EXERCISE AIM:
Answer these questions from the DocLayNet dataset card:
(a) How many unique pages does DocLayNet cover?
(b) Who annotated the dataset?
(c) Which two related datasets does the card compare DocLayNet with?

SELECTED TEXT:
····················
中文

Dataset Card for DocLayNet

Dataset Summary

DocLayNet provides page-by-page layout segmentation ground-truth using bounding-boxes for 11 distinct class labels on 80863 unique pages from 6 document categories. It provides several unique features compared to related work such as PubLayNet or DocBank:

  • Human Annotation : DocLayNet is hand-annotated by well-trained experts, providing a gold-standard in layout segmentation through human recognition and interpretation of each page layout
  • Large layout variability : DocLayNet includes diverse and complex layouts from a large variety of public sources in Finance, Science, Patents, Tenders, Law texts and Manuals
  • Detailed label set : DocLayNet defines 11 class labels to distinguish layout features in high detail.
····················
DATA:
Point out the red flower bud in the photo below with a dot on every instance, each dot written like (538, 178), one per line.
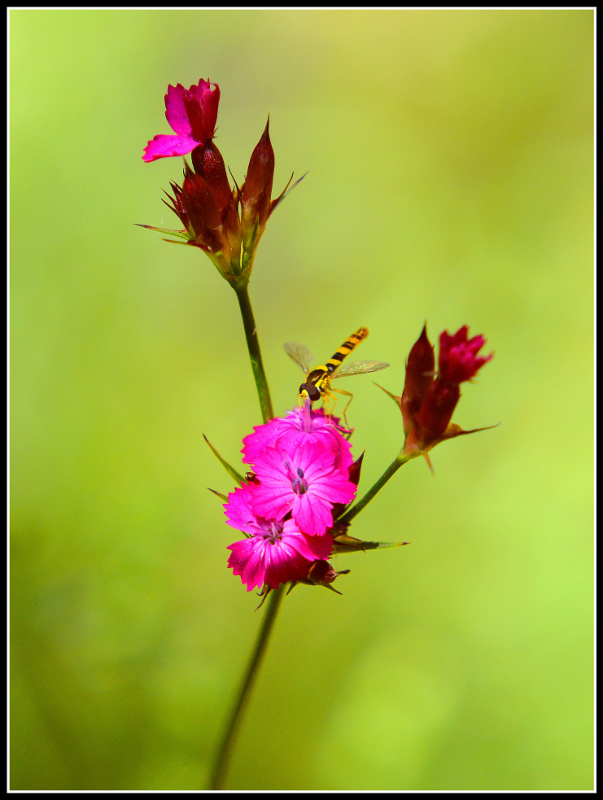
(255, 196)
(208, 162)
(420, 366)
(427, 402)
····················
SOLUTION TO THIS EXERCISE:
(a) 80863 unique pages.
(b) Well-trained experts, by hand.
(c) PubLayNet and DocBank.